◆ **SET PROBLEM**
Reproduce the records below in their entirety, character for character.

◆ **RECORDS**
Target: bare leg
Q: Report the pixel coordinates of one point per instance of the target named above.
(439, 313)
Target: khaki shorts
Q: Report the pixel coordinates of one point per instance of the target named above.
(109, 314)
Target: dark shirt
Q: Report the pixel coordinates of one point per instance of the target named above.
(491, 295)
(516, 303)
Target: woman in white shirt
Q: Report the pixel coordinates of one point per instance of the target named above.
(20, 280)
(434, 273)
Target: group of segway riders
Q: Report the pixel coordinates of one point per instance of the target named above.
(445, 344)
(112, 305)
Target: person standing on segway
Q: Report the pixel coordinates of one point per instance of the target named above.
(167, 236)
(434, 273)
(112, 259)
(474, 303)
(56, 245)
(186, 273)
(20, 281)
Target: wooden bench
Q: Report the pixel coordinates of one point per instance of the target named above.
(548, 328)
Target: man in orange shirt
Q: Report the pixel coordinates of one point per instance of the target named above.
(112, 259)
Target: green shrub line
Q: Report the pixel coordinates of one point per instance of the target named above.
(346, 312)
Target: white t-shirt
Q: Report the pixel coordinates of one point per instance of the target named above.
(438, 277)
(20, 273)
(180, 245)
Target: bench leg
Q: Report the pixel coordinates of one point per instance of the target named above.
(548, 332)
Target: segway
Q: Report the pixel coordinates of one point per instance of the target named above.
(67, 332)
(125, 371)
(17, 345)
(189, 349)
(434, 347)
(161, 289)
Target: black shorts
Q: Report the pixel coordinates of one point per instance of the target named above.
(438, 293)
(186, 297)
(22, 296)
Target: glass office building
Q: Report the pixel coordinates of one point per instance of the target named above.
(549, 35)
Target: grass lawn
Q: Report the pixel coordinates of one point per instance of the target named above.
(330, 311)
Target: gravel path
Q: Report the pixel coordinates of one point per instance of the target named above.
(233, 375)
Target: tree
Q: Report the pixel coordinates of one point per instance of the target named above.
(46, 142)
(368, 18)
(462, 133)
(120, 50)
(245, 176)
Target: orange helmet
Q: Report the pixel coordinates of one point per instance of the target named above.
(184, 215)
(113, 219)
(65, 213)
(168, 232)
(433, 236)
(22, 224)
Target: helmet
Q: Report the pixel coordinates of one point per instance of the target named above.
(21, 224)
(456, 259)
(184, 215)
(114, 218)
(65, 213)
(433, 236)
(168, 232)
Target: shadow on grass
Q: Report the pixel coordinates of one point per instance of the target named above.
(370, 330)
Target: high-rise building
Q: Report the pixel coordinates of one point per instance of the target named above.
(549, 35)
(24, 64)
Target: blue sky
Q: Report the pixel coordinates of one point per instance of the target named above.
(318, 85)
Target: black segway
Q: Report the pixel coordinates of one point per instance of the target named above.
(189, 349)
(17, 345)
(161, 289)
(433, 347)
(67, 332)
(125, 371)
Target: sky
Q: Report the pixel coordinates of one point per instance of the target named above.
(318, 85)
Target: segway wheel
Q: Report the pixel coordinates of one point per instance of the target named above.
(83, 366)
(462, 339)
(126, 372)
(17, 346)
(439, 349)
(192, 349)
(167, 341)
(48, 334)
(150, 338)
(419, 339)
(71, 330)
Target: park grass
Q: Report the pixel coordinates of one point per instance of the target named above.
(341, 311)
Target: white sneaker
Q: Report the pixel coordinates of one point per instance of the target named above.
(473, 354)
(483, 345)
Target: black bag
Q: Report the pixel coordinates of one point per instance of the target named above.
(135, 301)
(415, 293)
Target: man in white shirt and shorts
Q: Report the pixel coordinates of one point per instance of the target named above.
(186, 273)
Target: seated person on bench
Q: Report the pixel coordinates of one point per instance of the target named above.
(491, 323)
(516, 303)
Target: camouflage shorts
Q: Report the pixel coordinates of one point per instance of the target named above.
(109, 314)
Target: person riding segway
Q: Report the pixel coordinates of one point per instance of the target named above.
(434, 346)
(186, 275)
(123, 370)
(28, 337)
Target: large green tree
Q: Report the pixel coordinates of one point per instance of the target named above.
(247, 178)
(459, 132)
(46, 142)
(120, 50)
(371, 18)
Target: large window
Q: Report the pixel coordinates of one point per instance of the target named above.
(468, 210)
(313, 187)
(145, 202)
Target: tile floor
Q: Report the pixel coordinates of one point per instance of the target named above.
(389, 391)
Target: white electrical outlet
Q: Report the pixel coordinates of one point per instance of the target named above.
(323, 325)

◆ **EXERCISE SOLUTION**
Target: bare leg
Q: Report the pixel coordinates of one point per instance of the target named above.
(439, 313)
Target: khaki shorts
Q: Report the pixel coordinates of one point per instance of the target named above.
(109, 314)
Target: dark shirt
Q: Report the pixel coordinates of one point per instance of the target named above.
(491, 295)
(516, 303)
Target: woman in white shirt
Q: Report the pixel coordinates of one point per instance of the target named above.
(20, 280)
(434, 273)
Target: group of segway riders
Q: Report the pixel coordinates of one point per instance of the target named above.
(445, 344)
(112, 305)
Target: person standing on segway
Q: Report the pixel coordinates of one point per instance of the target named above.
(167, 236)
(434, 273)
(112, 259)
(474, 303)
(56, 245)
(186, 273)
(20, 281)
Target: wooden bench
Q: Report the pixel coordinates of one point per instance of the target named above.
(548, 328)
Target: man in orange shirt
Q: Report the pixel coordinates of one point per instance of the target named above.
(112, 259)
Target: green shrub line
Q: Report the pixel coordinates of one point per instance of the target named above.
(346, 312)
Target: white t-shirt
Q: Report the pixel coordinates of one point per instance of the target named above.
(438, 277)
(20, 273)
(180, 245)
Target: bench leg
Q: Report the pixel coordinates of one point per instance of the target named above.
(548, 332)
Target: segway
Q: Report the pixel coordinates of one point per instance of the target named above.
(67, 332)
(125, 371)
(17, 345)
(189, 349)
(434, 347)
(161, 289)
Target: black shorts
Q: Report the pixel coordinates of one point per instance of the target named above.
(438, 293)
(186, 297)
(22, 296)
Target: glass office building
Q: Report the pixel coordinates of one point per instance of the target named above.
(549, 35)
Target: grass lawn
Q: Report the pixel coordinates of one point per instance of the target named above.
(330, 311)
Target: gravel path
Q: Report the pixel coordinates of one point per instance of the target named above.
(233, 375)
Target: tree
Q: Report the pixel coordinates of one point per instance of the target named above.
(46, 142)
(368, 18)
(462, 133)
(120, 50)
(245, 176)
Target: orange helmet
Q: Report the pixel coordinates of one point per instance of the target named above.
(184, 215)
(113, 219)
(65, 213)
(168, 232)
(433, 236)
(22, 224)
Target: helmet
Q: Report the pixel coordinates of one point per instance of the target named above.
(21, 224)
(456, 259)
(184, 215)
(114, 218)
(65, 213)
(433, 236)
(168, 232)
Target: shadow on grass
Q: Report the pixel coordinates of one point per instance of the target named above.
(370, 330)
Target: high-rise building
Q: Report the pixel coordinates of one point per instance of the target named above.
(549, 35)
(24, 64)
Target: blue sky
Q: Report the pixel coordinates of one point per instance of the target named above.
(318, 85)
Target: black segway
Q: Report the pixel coordinates of one point per instance of the target named above.
(189, 349)
(17, 345)
(161, 289)
(433, 347)
(67, 332)
(125, 371)
Target: sky
Q: Report the pixel coordinates of one point per instance of the target named above.
(318, 85)
Target: segway wheel
Q: Report the pixel coordinates of one point per instance of the target named above.
(83, 366)
(462, 339)
(126, 372)
(17, 346)
(439, 349)
(192, 349)
(167, 341)
(48, 334)
(150, 338)
(419, 339)
(71, 330)
Target: park grass
Q: Report the pixel coordinates of one point per instance of the target named above.
(341, 311)
Target: white sneaker
Q: Report the pixel coordinates of one point per instance of the target named above.
(473, 354)
(483, 345)
Target: black bag
Q: Report the pixel coordinates of one point per instance of the target named above.
(135, 301)
(415, 293)
Target: man in white shirt and shorts
Q: Report the pixel coordinates of one point per instance of the target named above.
(186, 273)
Target: seated person on bench
Q: Report the pixel coordinates of one point per instance of the target named above.
(491, 323)
(516, 303)
Target: camouflage shorts
Q: Report the pixel coordinates of one point per instance of the target named above.
(109, 314)
Target: person riding segway
Q: Report the pixel coordinates of one point per instance of the target named above.
(434, 346)
(186, 275)
(123, 370)
(28, 337)
Target: large green tree
Q: Report the pixel coordinates of one point per instance of the target named above.
(247, 178)
(459, 132)
(46, 142)
(120, 50)
(371, 18)
Target: large window
Q: Report the pixel coordinates of one point per instance of the target named above.
(468, 210)
(313, 187)
(145, 202)
Target: tile floor
Q: Report the pixel coordinates of one point per instance of the target named above.
(389, 391)
Target: white electrical outlet
Q: Report the pixel coordinates of one point per instance of the target named above.
(323, 325)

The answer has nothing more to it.